To do =>
• 1. According to the blog post about Malta, in what year did Muslim forces drive the Knights Hospitaller out of Rhodes?
• 2. List every architectural or artistic style named in the blog post about Malta.
• 3. Write a continuation of the blog post about Malta, picking up after its final sentence.

Excerpt =>

*** Block opens ***

Sunday, June 01, 2014

malta is more than a lost falcon

For some people, “Malta” evokes images of Peter Lorre and a black bird.

For me, the island is wrapped up in the history of Knights Hospitaller of the Order of St. John.  Everybody knows the Templar Knights -- even though the hubris of publicity can be its own worst punishment, as the Templars found out.

Both orders arose out of the Crusades.  The Knights Hospitaller carried out their duties on Rhodes until the Muslim army and navy drove them out in 1522.  Instead, they settled in Malta, and founded the city of Valletta.

But the Muslims were hot on their tail and set siege to the new city.  The Knights survived.

Out of thanks to God for sparing them, the knights built a magnificent cathedral in 1577.  And it may be the church with the greatest contrasts between the exterior and interior.  At least, that I have seen.

The exterior is Mannerist.  Almost austere in its lines.  That is it at the top of this post.

But, the interior?  I am sorry I already used my Baroque-Rococo pun.  It would have been very handy.

The guides call the interior Baroque.  I would put it square in the Rococo camp.  Every inch of the interior is decorated with something.  The ceiling is covered with frescoes.  The walls support paintings and sculptures -- and where there would usually be blank space, the void is filled with symbols.

Even the floor is carpeted -- with highly-decorated marble tablets honoring the then-great of Malta.  It is easy to imagine this is what Gianni Versace’s mind would have looked like reproduced as a church.

But Valletta is more than just a fancy church built by heroes of western civilization.  It is also about street theater.  And not just the “charming” type so often extolled by tourists who encounter vendors flogging their (and China’s) wares in the open air.

*** Block closes ***

Items from a dataset:
*** Block opens ***

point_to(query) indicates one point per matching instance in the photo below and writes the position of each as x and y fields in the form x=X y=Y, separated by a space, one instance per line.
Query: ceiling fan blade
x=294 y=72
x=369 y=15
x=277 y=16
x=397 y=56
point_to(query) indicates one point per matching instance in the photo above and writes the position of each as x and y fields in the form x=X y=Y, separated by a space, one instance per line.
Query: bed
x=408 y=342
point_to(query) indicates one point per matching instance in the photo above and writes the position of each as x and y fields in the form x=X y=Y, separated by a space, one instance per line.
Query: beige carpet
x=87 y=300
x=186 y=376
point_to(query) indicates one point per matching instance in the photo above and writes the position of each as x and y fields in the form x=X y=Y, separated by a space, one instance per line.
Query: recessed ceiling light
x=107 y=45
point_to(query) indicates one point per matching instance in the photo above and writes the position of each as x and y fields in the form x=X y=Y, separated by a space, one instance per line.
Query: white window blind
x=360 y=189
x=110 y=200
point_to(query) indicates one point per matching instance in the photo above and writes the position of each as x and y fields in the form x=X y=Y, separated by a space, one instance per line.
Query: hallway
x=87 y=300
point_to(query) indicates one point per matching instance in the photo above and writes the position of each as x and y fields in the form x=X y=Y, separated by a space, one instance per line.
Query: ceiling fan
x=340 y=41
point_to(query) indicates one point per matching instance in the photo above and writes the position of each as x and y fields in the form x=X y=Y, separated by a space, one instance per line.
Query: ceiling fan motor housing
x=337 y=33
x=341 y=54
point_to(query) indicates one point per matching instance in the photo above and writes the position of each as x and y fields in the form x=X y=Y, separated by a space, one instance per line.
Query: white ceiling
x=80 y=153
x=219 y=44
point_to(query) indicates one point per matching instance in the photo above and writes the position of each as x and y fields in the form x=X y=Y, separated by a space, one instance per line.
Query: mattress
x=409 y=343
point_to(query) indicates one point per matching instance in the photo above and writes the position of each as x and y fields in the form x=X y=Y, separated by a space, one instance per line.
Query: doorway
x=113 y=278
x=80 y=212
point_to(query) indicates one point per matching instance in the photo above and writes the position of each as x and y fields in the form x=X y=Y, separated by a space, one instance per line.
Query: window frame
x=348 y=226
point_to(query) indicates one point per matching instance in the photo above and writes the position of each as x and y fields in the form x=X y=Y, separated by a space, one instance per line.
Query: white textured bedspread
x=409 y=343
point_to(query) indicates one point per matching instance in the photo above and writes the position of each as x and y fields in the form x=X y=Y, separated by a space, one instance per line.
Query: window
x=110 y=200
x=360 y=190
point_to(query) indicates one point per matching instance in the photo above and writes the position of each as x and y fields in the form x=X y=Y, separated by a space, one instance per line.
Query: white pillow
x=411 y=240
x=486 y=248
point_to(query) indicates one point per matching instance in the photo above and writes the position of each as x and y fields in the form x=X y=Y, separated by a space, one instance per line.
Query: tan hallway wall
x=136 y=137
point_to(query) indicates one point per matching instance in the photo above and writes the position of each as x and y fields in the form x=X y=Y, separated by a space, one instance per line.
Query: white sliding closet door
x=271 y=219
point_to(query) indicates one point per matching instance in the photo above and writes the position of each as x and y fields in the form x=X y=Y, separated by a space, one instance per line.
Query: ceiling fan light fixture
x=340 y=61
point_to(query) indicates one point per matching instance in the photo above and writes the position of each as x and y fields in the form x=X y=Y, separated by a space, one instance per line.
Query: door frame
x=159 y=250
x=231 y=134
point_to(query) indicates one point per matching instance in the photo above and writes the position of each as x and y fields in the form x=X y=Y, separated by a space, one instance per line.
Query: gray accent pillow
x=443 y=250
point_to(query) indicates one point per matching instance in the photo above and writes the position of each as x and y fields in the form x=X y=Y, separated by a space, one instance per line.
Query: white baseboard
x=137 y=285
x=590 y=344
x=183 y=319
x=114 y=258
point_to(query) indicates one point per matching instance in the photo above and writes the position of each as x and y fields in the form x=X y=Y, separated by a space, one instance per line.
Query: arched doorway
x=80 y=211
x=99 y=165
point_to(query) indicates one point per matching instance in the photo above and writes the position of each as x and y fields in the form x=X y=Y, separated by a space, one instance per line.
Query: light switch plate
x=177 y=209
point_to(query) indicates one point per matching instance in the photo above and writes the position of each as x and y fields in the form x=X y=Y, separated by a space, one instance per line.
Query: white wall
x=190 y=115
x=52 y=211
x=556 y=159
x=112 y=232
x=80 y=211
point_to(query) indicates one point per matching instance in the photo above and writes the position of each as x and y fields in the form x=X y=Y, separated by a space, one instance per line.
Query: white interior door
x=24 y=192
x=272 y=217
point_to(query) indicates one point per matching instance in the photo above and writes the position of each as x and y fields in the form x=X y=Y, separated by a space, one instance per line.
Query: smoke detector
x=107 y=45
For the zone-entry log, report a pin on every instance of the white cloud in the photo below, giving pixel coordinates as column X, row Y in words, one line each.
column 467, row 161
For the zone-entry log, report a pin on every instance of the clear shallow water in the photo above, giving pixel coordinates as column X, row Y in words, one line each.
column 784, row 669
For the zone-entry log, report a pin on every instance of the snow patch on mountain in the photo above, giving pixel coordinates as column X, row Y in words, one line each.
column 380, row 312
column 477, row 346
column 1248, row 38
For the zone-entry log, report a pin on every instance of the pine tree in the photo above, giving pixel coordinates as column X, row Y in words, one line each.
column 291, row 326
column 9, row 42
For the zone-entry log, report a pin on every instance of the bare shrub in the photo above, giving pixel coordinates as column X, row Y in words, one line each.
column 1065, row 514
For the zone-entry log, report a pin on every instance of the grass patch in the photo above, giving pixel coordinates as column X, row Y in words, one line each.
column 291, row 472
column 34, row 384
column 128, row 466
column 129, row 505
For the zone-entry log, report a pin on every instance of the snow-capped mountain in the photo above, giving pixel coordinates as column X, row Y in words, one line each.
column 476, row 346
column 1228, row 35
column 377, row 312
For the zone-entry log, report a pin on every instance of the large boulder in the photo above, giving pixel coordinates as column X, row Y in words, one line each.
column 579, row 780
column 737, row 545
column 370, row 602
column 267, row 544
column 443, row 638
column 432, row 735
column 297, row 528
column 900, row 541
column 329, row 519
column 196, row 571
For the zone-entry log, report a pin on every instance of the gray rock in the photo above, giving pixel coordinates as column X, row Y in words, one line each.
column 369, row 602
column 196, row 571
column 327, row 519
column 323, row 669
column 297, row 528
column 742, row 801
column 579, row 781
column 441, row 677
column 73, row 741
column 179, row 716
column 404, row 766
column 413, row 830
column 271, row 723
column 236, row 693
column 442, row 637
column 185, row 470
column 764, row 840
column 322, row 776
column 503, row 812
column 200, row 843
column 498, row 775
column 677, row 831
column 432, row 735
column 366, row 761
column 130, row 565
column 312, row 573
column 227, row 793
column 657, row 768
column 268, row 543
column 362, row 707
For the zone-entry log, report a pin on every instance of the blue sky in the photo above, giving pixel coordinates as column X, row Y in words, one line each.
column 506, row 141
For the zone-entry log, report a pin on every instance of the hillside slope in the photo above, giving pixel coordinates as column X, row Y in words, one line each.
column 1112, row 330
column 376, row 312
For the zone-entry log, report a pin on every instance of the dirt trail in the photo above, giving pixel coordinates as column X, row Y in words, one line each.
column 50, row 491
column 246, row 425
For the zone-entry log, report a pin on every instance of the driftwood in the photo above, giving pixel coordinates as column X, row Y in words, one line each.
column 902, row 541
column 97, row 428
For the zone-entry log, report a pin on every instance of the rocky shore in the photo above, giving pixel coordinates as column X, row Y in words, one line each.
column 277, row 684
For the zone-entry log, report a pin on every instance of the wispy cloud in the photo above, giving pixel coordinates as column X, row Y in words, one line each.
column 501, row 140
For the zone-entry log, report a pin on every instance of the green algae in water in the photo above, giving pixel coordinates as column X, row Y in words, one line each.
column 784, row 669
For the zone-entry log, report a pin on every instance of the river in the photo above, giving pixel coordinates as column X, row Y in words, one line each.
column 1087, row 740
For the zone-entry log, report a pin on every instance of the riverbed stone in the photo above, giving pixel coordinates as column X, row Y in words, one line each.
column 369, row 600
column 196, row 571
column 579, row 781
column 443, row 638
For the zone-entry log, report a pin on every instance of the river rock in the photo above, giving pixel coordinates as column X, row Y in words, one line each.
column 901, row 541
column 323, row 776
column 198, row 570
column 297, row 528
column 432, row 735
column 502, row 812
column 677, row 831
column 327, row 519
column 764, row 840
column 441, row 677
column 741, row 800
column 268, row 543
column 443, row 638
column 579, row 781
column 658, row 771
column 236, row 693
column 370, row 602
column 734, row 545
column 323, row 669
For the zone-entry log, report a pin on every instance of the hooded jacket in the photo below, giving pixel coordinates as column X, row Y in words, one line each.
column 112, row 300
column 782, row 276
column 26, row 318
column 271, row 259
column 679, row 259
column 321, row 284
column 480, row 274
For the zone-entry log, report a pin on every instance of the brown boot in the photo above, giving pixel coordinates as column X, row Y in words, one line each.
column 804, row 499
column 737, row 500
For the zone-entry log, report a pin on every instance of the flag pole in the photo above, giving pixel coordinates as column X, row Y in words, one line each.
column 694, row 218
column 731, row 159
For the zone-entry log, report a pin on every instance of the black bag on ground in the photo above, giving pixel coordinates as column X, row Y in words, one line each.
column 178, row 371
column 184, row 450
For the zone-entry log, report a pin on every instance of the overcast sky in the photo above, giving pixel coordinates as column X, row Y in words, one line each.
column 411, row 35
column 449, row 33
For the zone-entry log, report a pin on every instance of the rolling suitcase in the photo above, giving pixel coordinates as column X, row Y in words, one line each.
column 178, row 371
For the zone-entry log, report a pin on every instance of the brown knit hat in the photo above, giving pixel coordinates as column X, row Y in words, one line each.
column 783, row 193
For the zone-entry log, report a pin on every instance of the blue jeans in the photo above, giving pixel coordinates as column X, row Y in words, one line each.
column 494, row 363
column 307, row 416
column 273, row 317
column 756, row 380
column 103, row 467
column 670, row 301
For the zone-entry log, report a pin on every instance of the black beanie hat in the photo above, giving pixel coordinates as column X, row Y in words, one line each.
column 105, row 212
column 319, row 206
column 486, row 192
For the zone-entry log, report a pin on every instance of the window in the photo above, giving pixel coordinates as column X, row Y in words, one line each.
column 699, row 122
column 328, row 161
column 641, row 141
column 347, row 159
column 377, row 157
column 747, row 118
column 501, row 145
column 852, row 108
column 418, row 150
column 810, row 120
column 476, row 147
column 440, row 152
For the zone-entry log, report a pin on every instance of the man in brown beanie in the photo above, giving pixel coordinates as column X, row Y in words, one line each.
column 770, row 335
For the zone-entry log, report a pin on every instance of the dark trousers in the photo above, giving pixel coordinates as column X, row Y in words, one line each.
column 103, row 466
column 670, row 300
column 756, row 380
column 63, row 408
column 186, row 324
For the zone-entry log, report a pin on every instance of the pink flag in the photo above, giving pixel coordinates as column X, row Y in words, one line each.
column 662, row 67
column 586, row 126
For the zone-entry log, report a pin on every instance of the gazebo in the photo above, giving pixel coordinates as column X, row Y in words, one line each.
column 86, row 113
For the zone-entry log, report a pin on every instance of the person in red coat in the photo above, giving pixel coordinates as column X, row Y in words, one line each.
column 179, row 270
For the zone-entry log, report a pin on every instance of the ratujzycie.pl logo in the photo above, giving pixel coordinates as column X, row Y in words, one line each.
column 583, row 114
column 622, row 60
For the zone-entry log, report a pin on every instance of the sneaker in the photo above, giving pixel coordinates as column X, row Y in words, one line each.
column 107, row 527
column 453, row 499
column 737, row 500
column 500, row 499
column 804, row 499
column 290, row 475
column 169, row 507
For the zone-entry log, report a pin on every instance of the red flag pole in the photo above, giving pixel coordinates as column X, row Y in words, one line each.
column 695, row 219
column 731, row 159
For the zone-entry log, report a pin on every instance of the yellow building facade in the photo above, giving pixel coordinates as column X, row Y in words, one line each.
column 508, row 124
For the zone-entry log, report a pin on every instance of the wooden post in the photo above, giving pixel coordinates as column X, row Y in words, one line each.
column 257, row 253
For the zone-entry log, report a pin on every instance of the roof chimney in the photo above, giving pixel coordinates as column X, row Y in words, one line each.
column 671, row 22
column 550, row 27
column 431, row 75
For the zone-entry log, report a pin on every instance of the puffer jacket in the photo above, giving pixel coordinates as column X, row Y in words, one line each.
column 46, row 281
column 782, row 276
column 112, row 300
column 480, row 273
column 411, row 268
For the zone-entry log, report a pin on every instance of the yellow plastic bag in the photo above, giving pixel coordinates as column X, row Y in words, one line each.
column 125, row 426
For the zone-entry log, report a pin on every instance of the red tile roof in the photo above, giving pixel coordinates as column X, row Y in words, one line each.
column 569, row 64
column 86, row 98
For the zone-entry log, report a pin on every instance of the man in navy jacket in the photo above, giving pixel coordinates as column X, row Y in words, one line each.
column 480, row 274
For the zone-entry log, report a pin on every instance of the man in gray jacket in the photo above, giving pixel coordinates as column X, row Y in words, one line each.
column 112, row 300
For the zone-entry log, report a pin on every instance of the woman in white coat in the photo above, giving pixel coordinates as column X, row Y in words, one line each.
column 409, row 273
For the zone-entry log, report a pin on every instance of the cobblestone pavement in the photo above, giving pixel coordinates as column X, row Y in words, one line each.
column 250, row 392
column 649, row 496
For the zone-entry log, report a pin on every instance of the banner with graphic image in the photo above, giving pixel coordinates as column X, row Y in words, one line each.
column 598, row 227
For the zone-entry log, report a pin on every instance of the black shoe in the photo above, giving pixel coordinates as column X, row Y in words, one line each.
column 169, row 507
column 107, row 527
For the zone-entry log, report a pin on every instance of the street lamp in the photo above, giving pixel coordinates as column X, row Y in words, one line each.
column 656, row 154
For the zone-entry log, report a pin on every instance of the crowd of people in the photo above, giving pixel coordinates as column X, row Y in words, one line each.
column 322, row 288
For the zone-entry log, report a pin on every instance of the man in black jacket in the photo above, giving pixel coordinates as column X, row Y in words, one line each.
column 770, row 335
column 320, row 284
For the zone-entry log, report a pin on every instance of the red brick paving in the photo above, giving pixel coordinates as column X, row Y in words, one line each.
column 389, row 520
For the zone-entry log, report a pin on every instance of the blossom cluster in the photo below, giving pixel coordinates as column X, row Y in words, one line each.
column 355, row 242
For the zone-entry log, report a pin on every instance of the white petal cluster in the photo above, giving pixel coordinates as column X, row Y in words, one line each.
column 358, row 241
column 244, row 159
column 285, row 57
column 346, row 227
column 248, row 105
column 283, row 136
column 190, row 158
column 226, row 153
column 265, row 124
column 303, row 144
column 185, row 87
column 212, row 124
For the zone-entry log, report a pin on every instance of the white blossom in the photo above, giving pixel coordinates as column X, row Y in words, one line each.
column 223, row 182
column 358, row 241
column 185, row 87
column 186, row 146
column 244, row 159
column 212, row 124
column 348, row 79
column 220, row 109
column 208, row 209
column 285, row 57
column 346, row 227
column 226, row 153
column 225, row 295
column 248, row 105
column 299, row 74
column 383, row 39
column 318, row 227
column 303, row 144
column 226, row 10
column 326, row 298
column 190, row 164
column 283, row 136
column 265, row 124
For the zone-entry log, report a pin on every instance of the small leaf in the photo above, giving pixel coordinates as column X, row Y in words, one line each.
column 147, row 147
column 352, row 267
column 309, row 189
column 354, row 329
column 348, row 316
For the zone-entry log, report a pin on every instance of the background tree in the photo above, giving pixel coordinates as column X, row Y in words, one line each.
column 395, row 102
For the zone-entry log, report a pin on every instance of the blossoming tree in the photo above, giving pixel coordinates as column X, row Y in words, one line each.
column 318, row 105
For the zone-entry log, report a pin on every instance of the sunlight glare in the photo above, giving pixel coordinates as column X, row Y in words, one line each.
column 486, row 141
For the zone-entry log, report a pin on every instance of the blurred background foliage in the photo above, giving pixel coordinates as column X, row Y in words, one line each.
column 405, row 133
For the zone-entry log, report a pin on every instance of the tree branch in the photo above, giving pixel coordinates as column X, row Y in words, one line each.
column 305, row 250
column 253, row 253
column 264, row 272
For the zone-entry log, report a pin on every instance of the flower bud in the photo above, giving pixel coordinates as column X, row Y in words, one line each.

*** Block closes ***

Answer section =>
• 1. 1522

• 2. Mannerist, Baroque, Rococo

• 3.
Nope.  These were real live hippies.  Playing the beat-heavy type of music we learned in kindergarten and bewailing the dangers of GMO foods.  Even though their prime slogan (“GMO’s [sic] Harm Lab Rats”) needs a little work.  A woman, who looked like a prime target, noticed the sign while walking by and quipped: “Too bad they don’t just kill rats.”

I ignored the slogans and simply enjoyed the simple pleasure of the music.  Anything that would make a noise when hit was banging away.  And, because there is still a subtext of communitarianism amongst old hippies, rhythm devices were distributed to audience members, all of whom became part of a great clanging masses.

Of course, there was one guy telling everyone else what they needed to do.  A practical exercise in why all communes are designed to fail.

Valletta hasn’t failed.  The Knights no longer rule the place.  Nor do the British, the last colonial power to rule.

Malta is now an independent nation -- and part of the European Union.  I might add, it is a tad conservative, as well.  Two shirtless local young men were walking through the main square when a policeman very good-naturedly told them to put on their shirts.  The boys objected, but they put on their shirts.  It was hard to imagine that scene playing out in Melaque.

I have never considered coming to Malta in the past.  But it has been a nice visit.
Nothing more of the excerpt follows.